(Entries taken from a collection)
────────────────────

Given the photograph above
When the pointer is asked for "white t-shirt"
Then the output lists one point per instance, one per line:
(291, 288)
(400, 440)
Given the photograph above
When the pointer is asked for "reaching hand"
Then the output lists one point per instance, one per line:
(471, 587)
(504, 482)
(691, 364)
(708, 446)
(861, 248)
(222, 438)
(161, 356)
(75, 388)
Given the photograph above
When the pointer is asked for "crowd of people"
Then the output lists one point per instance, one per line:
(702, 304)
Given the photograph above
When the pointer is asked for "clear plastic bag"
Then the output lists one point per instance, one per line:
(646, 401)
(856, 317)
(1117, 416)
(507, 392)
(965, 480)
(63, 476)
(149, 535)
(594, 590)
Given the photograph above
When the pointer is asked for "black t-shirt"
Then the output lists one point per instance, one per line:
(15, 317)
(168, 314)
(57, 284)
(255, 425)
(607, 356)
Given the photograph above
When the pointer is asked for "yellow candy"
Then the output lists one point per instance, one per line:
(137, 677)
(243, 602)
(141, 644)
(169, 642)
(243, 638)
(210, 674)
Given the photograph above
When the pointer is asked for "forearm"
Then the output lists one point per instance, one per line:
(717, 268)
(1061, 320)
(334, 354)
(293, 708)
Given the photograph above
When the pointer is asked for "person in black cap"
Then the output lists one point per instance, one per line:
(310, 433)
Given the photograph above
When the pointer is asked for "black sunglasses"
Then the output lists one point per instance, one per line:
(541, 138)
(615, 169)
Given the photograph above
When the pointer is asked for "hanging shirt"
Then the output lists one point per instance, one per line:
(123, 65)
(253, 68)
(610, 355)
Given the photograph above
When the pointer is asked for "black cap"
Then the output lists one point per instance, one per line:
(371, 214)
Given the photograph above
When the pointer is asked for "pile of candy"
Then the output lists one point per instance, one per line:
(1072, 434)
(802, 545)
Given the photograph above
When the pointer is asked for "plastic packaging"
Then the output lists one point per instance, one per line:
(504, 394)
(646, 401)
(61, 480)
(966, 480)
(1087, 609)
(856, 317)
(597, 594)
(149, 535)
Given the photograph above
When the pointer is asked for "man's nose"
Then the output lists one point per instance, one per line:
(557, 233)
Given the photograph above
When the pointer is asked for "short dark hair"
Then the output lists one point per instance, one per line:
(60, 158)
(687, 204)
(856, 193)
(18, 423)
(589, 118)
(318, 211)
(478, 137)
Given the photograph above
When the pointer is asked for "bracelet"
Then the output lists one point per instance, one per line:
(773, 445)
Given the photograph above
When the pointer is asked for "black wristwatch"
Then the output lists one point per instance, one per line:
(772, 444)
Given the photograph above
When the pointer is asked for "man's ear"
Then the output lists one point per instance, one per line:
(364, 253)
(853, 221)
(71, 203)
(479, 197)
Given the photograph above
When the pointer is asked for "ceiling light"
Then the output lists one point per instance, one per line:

────────────────────

◆ CHALLENGE ◆
Count the lines in the entries above that contain the word "plastic". Please reply with the number only.

◆ TASK RESULT ◆
2